> [What this task involves]: Reproduce every entry in the listing without alteration.

══ Exercise input

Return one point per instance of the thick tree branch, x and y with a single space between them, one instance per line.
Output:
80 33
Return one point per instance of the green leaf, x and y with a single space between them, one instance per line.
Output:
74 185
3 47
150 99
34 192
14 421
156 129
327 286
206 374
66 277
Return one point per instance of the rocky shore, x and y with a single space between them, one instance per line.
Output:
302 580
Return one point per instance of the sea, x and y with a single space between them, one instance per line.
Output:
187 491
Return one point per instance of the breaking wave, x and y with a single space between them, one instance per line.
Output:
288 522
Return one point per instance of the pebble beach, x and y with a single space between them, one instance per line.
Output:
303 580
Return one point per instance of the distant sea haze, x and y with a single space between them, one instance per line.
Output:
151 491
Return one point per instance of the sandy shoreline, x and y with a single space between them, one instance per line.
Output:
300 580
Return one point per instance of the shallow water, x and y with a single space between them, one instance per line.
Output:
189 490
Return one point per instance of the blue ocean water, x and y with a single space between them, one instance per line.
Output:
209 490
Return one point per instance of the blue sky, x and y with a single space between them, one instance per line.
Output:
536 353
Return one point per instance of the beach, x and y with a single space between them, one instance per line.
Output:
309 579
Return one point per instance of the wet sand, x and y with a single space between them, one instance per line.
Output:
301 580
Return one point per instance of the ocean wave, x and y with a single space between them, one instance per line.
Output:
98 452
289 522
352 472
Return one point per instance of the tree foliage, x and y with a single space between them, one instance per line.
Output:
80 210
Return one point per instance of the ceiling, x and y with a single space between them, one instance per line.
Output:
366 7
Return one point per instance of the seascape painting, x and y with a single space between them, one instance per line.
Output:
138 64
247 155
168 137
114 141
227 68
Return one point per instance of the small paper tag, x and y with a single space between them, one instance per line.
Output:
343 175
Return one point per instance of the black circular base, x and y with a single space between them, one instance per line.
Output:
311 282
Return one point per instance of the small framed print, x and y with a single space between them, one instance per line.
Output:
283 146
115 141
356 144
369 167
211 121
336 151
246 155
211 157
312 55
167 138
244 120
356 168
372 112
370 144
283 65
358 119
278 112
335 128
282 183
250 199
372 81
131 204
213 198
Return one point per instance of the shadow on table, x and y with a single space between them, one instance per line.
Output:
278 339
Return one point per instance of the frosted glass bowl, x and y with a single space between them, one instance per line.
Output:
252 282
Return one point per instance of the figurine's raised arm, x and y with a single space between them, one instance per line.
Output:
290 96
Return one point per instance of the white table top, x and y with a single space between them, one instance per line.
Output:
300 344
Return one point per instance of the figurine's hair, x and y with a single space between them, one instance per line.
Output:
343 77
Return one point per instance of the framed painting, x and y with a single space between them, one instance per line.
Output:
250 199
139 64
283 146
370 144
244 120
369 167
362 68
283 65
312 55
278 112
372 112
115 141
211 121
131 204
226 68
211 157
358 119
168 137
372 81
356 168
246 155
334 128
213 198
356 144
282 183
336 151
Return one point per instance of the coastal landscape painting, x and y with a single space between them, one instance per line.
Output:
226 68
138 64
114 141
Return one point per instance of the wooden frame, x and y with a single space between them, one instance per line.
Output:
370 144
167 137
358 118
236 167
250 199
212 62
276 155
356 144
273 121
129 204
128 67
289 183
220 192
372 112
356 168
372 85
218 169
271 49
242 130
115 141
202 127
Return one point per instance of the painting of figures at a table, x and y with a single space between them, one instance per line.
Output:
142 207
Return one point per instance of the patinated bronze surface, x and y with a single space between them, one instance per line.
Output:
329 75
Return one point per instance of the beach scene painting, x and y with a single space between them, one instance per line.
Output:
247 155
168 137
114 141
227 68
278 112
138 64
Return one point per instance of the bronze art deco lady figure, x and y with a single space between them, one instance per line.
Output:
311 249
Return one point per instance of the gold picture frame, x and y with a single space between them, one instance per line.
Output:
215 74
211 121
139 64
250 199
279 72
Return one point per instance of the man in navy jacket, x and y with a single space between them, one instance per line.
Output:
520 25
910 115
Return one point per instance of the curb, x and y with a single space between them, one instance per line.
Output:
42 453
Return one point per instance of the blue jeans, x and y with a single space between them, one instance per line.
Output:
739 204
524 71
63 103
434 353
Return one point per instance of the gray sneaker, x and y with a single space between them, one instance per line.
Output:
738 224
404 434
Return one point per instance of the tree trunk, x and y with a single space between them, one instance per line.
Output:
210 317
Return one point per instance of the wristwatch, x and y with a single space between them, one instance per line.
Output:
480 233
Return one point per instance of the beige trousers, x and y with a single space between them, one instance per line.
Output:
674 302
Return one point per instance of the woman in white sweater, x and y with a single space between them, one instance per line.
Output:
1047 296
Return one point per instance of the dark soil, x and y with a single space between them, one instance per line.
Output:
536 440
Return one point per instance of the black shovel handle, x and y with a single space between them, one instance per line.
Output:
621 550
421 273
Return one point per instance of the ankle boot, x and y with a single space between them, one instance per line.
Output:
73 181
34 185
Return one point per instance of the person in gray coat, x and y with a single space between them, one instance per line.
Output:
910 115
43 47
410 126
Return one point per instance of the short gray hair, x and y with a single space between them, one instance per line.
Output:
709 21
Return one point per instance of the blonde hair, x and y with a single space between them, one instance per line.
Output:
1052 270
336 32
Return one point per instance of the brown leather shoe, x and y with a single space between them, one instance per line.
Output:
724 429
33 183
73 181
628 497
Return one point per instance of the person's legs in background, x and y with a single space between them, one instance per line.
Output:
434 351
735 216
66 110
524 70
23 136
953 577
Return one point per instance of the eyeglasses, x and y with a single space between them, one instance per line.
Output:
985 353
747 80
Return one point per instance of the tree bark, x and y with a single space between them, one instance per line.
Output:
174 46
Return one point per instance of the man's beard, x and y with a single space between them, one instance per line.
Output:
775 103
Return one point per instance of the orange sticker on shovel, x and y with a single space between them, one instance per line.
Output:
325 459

════

> [Reply]:
Return one point per instance of the thick tree branch, x and y with a single space between them, one instance per line.
Output:
80 33
Return one point per instance of the green leaf, x and y with a single space between them, one instance per line.
Output:
74 185
3 47
150 99
34 192
14 421
156 129
327 286
206 374
66 277
Return one point per instance of the rocky shore, x and y with a single space between them, one instance per line.
Output:
302 580
Return one point per instance of the sea, x and y with a single space between them, one instance per line.
Output:
187 491
Return one point per instance of the breaking wave, x and y with a single space between them, one instance per line.
Output:
288 522
Return one point per instance of the pebble beach, x and y with a single space between them, one instance per line.
Output:
303 580
Return one point per instance of the distant sea haze, x and y with a single space between them, one instance per line.
Output:
151 491
Return one point per instance of the sandy shoreline, x and y with a single space between them, one instance per line.
Output:
300 580
Return one point per instance of the shallow water, x and y with a single space between them, one instance per line.
Output:
189 490
Return one point per instance of the blue ocean water, x and y with a single space between them, one instance per line.
Output:
209 490
Return one point per instance of the blue sky, x and y with a single space between them, one instance per line.
Output:
536 353
Return one point per instance of the beach, x and y with a single space between them, one instance per line.
Output:
309 579
Return one point per instance of the wet sand, x and y with a single space between them, one instance per line.
Output:
301 580
Return one point per instance of the ocean wave, x and y with a single space between them, one instance per line.
Output:
98 452
289 522
352 472
Return one point per instance of the tree foliage, x and y with a single space between them, one instance per line.
Output:
80 210
Return one point per instance of the ceiling, x and y with a single space between them, one instance per line.
Output:
366 7
Return one point per instance of the seascape painting, x and y with a single space between them, one instance per line.
Output:
138 64
247 155
168 137
114 141
227 68
Return one point per instance of the small paper tag, x and y with a single space between them, one instance per line.
Output:
343 175
Return one point per instance of the black circular base, x and y with a single space between them, one instance per line.
Output:
311 282
Return one point per instance of the small framed print, x and y with a single space between them, one instance per line.
Output:
283 146
115 141
356 144
369 167
211 121
336 151
246 155
211 157
312 55
167 138
244 120
356 168
372 112
370 144
283 65
358 119
278 112
335 128
282 183
250 199
372 81
131 204
213 198
Return one point per instance of the shadow on table, x and y with a single space between them, one instance per line.
Output:
278 339
Return one point per instance of the frosted glass bowl, x and y with a single space between them, one instance per line.
Output:
252 282
Return one point per instance of the figurine's raised arm, x and y with a single space between them, one instance per line.
Output:
290 96
Return one point per instance of the white table top, x and y with a single space between them, one instance per line.
Output:
300 344
Return one point per instance of the figurine's hair, x and y with a single space between them, one instance per line.
Output:
343 77
Return one point per instance of the framed painting, x and y with a single space between them, one instance per line.
Output:
250 199
139 64
283 146
370 144
244 120
369 167
362 68
283 65
312 55
278 112
372 112
115 141
211 121
131 204
226 68
211 157
358 119
168 137
372 81
356 168
246 155
334 128
213 198
356 144
282 183
336 151
Return one point per instance of the coastal landscape painting, x and y with a single space between them, one instance per line.
Output:
226 68
138 64
114 141
Return one point per instance of the wooden frame, x and y with a single space between them, one instance per line.
Output:
370 144
167 137
358 118
236 167
250 199
212 62
276 155
356 144
273 121
129 204
128 67
289 183
220 192
372 112
356 168
372 85
218 169
271 49
242 130
115 141
202 127
Return one point per instance of the painting of figures at a table, x and y with a single space between them, one instance per line.
Output:
142 207
Return one point per instance of the patinated bronze surface, x and y with a single space between them, one instance per line.
Output:
329 75
Return one point per instance of the beach scene painting, x and y with a single space between them, one instance per line.
Output:
247 155
168 137
114 141
227 68
278 112
138 64
Return one point per instance of the bronze art deco lady figure, x and y with a single space between them, one instance per line.
Output:
311 249
Return one point per instance of the gold picture frame, x and y with a single space between them, one instance per line.
Output:
215 74
211 121
139 64
250 199
279 72
Return one point per instance of the man in navy jacket, x and y with a single space between them, one instance per line.
Output:
520 25
910 115
Return one point per instance of the curb, x and y with a single space between them, one instance per line.
Output:
42 453
Return one point per instance of the blue jeans, x and y with a single space between them, one instance per line.
Output:
739 204
524 71
63 103
434 353
Return one point per instance of the gray sneaker, x and y with a single space between them, one instance per line.
Output:
738 224
404 434
Return one point per instance of the tree trunk, x and y with a single space between them, one instance per line.
Output:
210 317
Return one point per instance of the wristwatch, x and y with a single space between them, one instance per line.
Output:
480 233
Return one point per instance of the beige trousers, x and y with a single space between them, one instance per line.
Output:
674 302
Return one point per instance of the woman in white sweater, x and y with a single space between them, one instance per line.
Output:
1047 296
Return one point per instance of the dark soil, x and y with a single space between them, one instance per line.
Output:
536 440
Return one point per instance of the black shovel handle, x and y with a single space between them, one instance per line.
Output:
621 550
421 273
Return one point per instance of the ankle boot, x and y with a single space between them, one instance per line.
Output:
73 181
34 185
Return one point per instance of the person in gray coat, x and y with a single space between them, one instance per line.
Output:
910 115
43 47
410 126
Return one point per instance of the short gray hair, x and y with a single space between them, one instance per line.
Output:
709 21
Return one point per instance of the blonde hair, x and y with a single space between them, one instance per line.
Output:
1052 270
336 32
Return one point per instance of the brown leather shoe, x and y with a single space between them, one instance per line.
Output:
724 429
33 183
73 181
628 497
Return one point per instance of the person's legs in background, x and y with a single space between them, one instance per line.
Output:
434 351
735 216
66 110
524 70
23 136
953 577
Return one point per instance of the eyeglasses, x and y with a single space between them, one instance per line.
Output:
985 353
747 80
Return one point per instance of the tree bark, x and y with a single space between them, one instance per line.
Output:
174 46
Return one point per instance of the man's beard, x and y with a single space between them, one instance per line.
Output:
775 103
Return one point per instance of the orange sticker on shovel, x and y with a single space between them, one instance per line.
Output:
325 459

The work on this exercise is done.